FrontPanel SDK Examples

These pages include a number of resources to help make you more productive with our products. Please refer to the following resources if you need a hand.

Signal State Machine Completion

Detecting state machine completion is best done with Trigger Outs. Like okTriggerIn, okTriggerOut’s ep_trigger should be set synchronously with okTriggerOut’s clock or it might not be captured properly by the okTriggerOut module. Once the trigger out value is set, it will remain set until it is checked and cleared by the PC. To do this on the PC, use the UpdateTriggerOuts() method.

When initializing a state machine, it is recommended but not required that you define a reset signal. In this example, the reset is attached to a trigger, but it can also be attached to a wire.

The pauses in the example are included to make the LEDs readable and are not required for the triggers to operate properly.

When setting TriggerOuts in HDL, it is recommended that you reset the signal to 0 every clock cycle and set it only when the state changes. This ensures that the signal is set for only one clock cycle and thus functions properly as a trigger. If the signal is accidentally set for more than one clock cycle, there is a chance that the PC will read it and it will be set again, resulting in duplicate state notifications.

Note: This section contains both software and HDL portions. The software and HDL must work in tandem if FrontPanel is to be used on the PC end to perform tasks on the FPGA. The HDL in this section is designed to be set within the FrontPanel Framework HDL, available on the HDL Framework page for USB 2.0 and USB 3.0. For specific information about each of these methods or modules, consult the FrontPanel User’s Manual, the FrontPanel API guide, and the samples and README files provided with the FrontPanel download.

....................

> **SHORT TASK A**:
In the section on signaling state machine completion, which method does the PC use to check and clear a Trigger Out value?

....................

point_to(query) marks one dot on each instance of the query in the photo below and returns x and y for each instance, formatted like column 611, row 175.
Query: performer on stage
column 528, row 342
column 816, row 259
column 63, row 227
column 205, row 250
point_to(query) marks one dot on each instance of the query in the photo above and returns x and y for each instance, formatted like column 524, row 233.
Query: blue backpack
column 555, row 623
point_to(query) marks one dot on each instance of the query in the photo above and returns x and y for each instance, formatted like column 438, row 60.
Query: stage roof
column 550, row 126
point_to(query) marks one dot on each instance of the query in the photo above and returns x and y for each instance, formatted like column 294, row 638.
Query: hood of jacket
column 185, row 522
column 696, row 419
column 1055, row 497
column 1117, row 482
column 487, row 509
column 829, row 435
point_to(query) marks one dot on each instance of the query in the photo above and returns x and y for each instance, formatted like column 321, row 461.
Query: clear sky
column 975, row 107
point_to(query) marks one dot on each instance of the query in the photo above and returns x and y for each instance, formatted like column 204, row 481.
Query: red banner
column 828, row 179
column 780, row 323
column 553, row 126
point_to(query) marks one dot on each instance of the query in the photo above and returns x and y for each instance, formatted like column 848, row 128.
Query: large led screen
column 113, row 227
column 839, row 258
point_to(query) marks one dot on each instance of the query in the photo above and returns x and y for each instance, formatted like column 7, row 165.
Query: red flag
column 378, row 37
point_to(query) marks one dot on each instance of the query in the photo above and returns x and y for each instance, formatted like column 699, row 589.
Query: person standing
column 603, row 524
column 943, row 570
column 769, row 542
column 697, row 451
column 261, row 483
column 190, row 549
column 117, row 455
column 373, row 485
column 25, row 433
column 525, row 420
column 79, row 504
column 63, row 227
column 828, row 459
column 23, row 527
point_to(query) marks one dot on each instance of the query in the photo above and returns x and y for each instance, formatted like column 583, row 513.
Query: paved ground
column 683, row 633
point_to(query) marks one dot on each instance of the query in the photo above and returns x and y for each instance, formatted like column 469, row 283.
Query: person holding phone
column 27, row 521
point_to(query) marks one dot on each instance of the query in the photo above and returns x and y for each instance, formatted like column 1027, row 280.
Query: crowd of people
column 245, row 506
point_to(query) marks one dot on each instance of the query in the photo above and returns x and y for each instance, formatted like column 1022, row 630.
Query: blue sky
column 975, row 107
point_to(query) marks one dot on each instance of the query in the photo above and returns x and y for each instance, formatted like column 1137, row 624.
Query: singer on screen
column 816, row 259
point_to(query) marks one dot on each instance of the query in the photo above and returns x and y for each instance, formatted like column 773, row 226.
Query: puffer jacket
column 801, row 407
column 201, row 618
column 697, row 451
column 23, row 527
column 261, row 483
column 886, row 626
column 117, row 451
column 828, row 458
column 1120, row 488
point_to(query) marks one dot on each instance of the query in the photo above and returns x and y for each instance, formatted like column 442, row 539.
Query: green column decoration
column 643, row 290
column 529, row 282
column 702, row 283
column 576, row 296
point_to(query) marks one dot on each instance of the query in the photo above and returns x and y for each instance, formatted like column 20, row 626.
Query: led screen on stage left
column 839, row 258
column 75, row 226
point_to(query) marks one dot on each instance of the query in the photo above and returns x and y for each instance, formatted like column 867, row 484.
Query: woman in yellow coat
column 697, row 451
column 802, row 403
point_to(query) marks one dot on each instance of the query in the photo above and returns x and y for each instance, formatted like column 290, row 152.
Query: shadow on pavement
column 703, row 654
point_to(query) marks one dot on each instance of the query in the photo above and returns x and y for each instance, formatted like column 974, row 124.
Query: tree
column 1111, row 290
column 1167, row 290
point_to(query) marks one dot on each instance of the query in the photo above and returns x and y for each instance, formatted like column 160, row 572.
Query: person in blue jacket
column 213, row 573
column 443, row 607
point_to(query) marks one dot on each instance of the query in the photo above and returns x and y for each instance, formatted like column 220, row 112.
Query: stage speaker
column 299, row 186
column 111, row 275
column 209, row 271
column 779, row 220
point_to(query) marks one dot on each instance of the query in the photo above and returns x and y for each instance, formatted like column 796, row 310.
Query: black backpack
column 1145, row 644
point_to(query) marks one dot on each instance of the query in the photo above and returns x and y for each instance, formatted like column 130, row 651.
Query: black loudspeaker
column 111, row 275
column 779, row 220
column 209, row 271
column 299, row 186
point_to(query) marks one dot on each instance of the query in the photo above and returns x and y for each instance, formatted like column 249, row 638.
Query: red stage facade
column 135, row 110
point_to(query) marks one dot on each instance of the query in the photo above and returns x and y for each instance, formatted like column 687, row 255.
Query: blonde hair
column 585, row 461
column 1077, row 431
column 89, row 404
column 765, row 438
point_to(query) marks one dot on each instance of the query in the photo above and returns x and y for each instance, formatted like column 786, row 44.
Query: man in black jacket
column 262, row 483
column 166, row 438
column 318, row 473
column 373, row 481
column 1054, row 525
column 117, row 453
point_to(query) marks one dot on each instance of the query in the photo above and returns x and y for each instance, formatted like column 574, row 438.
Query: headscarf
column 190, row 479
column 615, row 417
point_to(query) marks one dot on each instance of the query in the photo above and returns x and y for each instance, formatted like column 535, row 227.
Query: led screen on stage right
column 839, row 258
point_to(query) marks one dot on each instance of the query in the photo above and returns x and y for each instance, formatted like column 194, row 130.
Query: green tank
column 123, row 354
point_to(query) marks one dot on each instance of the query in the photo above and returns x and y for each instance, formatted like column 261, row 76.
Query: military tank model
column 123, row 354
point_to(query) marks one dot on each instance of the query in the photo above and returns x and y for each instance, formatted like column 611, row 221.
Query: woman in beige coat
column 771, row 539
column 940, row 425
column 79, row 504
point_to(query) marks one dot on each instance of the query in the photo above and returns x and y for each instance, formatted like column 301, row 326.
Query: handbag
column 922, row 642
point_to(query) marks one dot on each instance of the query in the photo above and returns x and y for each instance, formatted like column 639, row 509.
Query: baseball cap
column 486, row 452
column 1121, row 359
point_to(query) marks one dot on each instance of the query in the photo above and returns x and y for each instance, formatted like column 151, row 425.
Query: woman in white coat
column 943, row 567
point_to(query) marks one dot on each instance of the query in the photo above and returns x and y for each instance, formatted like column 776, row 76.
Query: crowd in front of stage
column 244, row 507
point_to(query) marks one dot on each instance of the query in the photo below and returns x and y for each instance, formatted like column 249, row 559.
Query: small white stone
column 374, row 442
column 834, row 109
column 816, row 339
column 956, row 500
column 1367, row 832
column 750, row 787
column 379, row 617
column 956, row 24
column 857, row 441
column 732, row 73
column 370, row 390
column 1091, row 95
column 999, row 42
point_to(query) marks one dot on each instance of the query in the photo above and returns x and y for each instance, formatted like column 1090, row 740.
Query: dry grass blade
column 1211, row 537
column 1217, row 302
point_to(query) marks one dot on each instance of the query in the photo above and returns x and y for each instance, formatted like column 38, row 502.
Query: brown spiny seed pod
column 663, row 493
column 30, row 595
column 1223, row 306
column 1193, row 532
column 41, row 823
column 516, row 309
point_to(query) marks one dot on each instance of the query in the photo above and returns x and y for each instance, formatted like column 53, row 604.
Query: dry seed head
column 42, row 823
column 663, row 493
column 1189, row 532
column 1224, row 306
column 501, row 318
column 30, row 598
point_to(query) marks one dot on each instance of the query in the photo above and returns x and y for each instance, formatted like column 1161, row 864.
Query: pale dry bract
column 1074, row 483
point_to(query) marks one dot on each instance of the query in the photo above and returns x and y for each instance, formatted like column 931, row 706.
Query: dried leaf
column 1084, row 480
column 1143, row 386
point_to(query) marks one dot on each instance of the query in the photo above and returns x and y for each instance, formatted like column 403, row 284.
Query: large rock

....................

> **SHORT TASK B**:
Turn the records into a numbered list, starting at the line containing "194, row 130." and continuing up to and including the line containing "column 999, row 42". Omit any blank lines.

> **FULL RESPONSE A**:
The UpdateTriggerOuts() method.

> **FULL RESPONSE B**:
1. point_to(query) marks one dot on each instance of the query in the photo above and returns x and y for each instance, formatted like column 194, row 130.
2. Query: green tank
3. column 123, row 354
4. point_to(query) marks one dot on each instance of the query in the photo above and returns x and y for each instance, formatted like column 261, row 76.
5. Query: military tank model
6. column 123, row 354
7. point_to(query) marks one dot on each instance of the query in the photo above and returns x and y for each instance, formatted like column 611, row 221.
8. Query: woman in beige coat
9. column 771, row 539
10. column 940, row 425
11. column 79, row 504
12. point_to(query) marks one dot on each instance of the query in the photo above and returns x and y for each instance, formatted like column 301, row 326.
13. Query: handbag
14. column 922, row 642
15. point_to(query) marks one dot on each instance of the query in the photo above and returns x and y for each instance, formatted like column 639, row 509.
16. Query: baseball cap
17. column 486, row 452
18. column 1121, row 359
19. point_to(query) marks one dot on each instance of the query in the photo above and returns x and y for each instance, formatted like column 151, row 425.
20. Query: woman in white coat
21. column 943, row 567
22. point_to(query) marks one dot on each instance of the query in the photo above and returns x and y for each instance, formatted like column 776, row 76.
23. Query: crowd in front of stage
24. column 244, row 507
25. point_to(query) marks one dot on each instance of the query in the photo below and returns x and y for each instance, formatted like column 249, row 559.
26. Query: small white stone
27. column 374, row 442
28. column 834, row 109
29. column 816, row 339
30. column 956, row 500
31. column 1367, row 832
32. column 750, row 787
33. column 379, row 617
34. column 956, row 24
35. column 857, row 441
36. column 732, row 73
37. column 370, row 390
38. column 1091, row 95
39. column 999, row 42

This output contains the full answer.